> **Problem statement**: Copy each line of the listing below exactly and drop the images.

> **Data for review**:

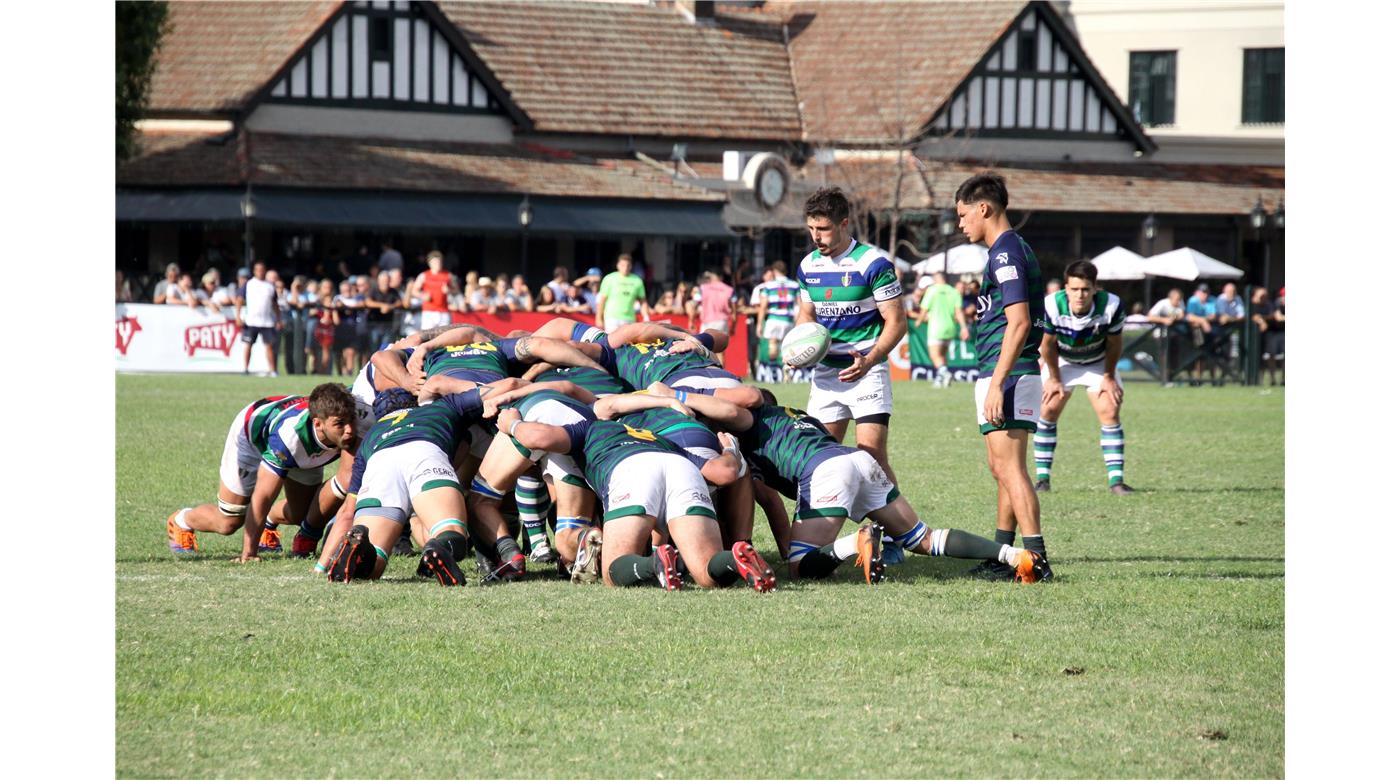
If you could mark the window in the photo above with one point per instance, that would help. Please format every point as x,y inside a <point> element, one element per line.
<point>1152,87</point>
<point>1263,87</point>
<point>381,41</point>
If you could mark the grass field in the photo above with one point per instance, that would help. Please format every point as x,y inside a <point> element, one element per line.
<point>1157,651</point>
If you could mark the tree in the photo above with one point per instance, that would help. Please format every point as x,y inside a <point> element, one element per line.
<point>139,30</point>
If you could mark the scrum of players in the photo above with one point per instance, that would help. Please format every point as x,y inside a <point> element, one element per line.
<point>647,457</point>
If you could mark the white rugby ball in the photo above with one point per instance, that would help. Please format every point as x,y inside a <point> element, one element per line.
<point>805,345</point>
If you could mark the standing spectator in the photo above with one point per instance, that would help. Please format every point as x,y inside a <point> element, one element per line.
<point>559,286</point>
<point>163,286</point>
<point>1200,314</point>
<point>182,293</point>
<point>1269,317</point>
<point>325,317</point>
<point>381,304</point>
<point>618,297</point>
<point>123,287</point>
<point>518,297</point>
<point>716,303</point>
<point>389,258</point>
<point>433,287</point>
<point>941,308</point>
<point>262,319</point>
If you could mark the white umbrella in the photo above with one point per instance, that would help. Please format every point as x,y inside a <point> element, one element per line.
<point>1190,265</point>
<point>965,258</point>
<point>1119,265</point>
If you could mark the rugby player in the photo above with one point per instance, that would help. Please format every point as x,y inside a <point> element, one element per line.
<point>851,289</point>
<point>405,465</point>
<point>794,454</point>
<point>1010,329</point>
<point>644,485</point>
<point>273,443</point>
<point>1085,331</point>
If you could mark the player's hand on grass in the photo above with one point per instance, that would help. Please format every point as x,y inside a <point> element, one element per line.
<point>1113,388</point>
<point>991,408</point>
<point>856,370</point>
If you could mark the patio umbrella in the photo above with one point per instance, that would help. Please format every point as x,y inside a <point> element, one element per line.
<point>1190,265</point>
<point>1120,265</point>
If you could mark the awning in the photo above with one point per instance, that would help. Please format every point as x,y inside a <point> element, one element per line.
<point>409,210</point>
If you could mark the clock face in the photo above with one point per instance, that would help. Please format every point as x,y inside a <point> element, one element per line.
<point>772,186</point>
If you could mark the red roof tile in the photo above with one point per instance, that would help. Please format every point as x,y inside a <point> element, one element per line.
<point>217,55</point>
<point>874,72</point>
<point>622,69</point>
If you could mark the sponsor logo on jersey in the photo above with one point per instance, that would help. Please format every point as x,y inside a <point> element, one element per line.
<point>217,336</point>
<point>126,328</point>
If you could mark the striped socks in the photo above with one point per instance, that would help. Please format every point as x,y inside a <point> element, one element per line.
<point>1043,446</point>
<point>529,502</point>
<point>1110,440</point>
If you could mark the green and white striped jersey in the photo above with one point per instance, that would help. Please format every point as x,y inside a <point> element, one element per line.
<point>1084,338</point>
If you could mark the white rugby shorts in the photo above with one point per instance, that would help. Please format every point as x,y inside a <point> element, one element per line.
<point>851,485</point>
<point>1019,406</point>
<point>1080,375</point>
<point>833,399</point>
<point>661,485</point>
<point>776,328</point>
<point>394,476</point>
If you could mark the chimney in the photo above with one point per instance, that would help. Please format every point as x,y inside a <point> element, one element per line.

> **Exercise solution**:
If you could mark the window in the photo above with one point per instance, that would help. Please format every point as x,y inside a <point> element, one element per line.
<point>1152,87</point>
<point>1263,87</point>
<point>381,41</point>
If you could mark the grass field in the photo above with one point per instance, that would help. Please format every point as x,y inside a <point> element, one element per line.
<point>1157,651</point>
If you could mark the tree in the photo above with one point per instance, that would help. Please format every point as x,y inside a <point> element, one element per line.
<point>139,30</point>
If you could mark the scrum of players in the photo above with one point per instance, that would help. Please format every point as x,y inside a <point> element, one element per line.
<point>647,457</point>
If you could mark the white rugby ball in the photo above with one point per instance, that would help. Please format every point as x,y inside a <point> element, one element per line.
<point>805,345</point>
If you could mark the standing spectator in the photo above with one point per instance, that would help. Please format every point as x,y inside a <point> element, one element per line.
<point>559,286</point>
<point>163,286</point>
<point>1200,314</point>
<point>182,293</point>
<point>1269,317</point>
<point>325,317</point>
<point>381,304</point>
<point>618,297</point>
<point>123,287</point>
<point>518,297</point>
<point>716,303</point>
<point>389,258</point>
<point>433,287</point>
<point>941,308</point>
<point>262,319</point>
If you could mark the white umbrella in the photo above with one point per instance, that would help. Please format every point as x,y inside a <point> element, one element per line.
<point>1190,265</point>
<point>965,258</point>
<point>1119,265</point>
If you could mark the rugby player in the photo above with one point per instance, that would help. Please format every point as x,y inside a <point> element, one element per line.
<point>851,289</point>
<point>405,465</point>
<point>794,454</point>
<point>1010,329</point>
<point>644,485</point>
<point>273,443</point>
<point>1085,331</point>
If you could mark the player's hand on grass in the photo above with one point per instance, that would help. Please format every point as x,y inside a <point> element, one element per line.
<point>1113,388</point>
<point>991,408</point>
<point>856,370</point>
If you could mark the patio umbrella in the photo above with one point per instance, that would help. Please format every point as x,y inside a <point> element, one element per line.
<point>1190,265</point>
<point>1120,265</point>
If you could mark the awning in the photo above with one point per instance, that would help. Please format every point as x,y inside a <point> element, one element per line.
<point>409,210</point>
If you could mark the clock face in the photo above with one point per instance, that would help. Please format every point as x,y inside a <point> element, one element per line.
<point>772,186</point>
If you could mark the red roof tile in the photo above with one point per instance, that would help. Please format every point as x,y inside a <point> element, one element per line.
<point>217,55</point>
<point>874,72</point>
<point>622,69</point>
If you could mark the sponsor logo on jersey in the photo above with one point per instance, that would help. Please format every point as x,y inside a <point> element, one element per line.
<point>217,336</point>
<point>126,328</point>
If you could mark the striped socks in the photo above with one point per instance, that would help. Please format every point as x,y inside a <point> element, one element per line.
<point>1043,446</point>
<point>529,502</point>
<point>1110,440</point>
If you could mark the green and white striped jersey in the photo above with one point per instance, that would help. Please format every point as x,y inside a <point> element, one element per line.
<point>1084,338</point>
If you could mark the white rugby shorts in the photo above with one point per instance, that would help. Please format every point as x,y inside a <point> element, one element per line.
<point>851,485</point>
<point>1019,406</point>
<point>1080,375</point>
<point>833,399</point>
<point>661,485</point>
<point>776,328</point>
<point>394,476</point>
If you could mark the chimney in the photo above with one point per instance, that would help. Please format every point as x,y inside a <point> element, one element per line.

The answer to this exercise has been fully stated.